*Exercise objective*.
Exact copy, pictures excluded: write out every line below.
Start of Materials provided
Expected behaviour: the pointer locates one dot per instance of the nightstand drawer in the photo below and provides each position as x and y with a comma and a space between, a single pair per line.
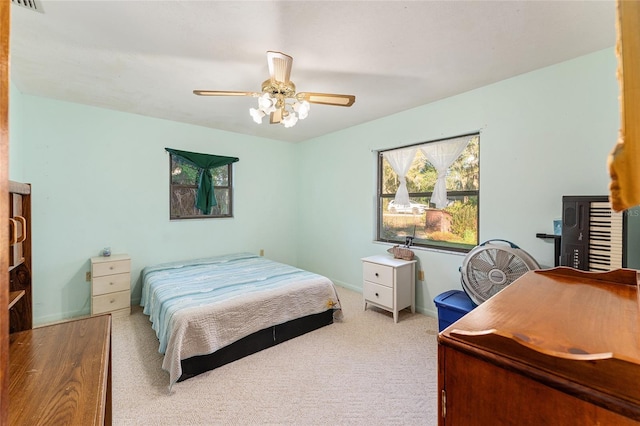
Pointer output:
111, 284
379, 274
378, 294
110, 302
109, 268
End of Materials provided
*Solution for this exercise*.
Expected behaviour: the pointer locates one dot per instance of the nightstand drawer in the photo below and provides each position as x and y with a comma and a space between, a single pair per line.
Pointer output:
111, 284
379, 274
378, 294
110, 302
109, 268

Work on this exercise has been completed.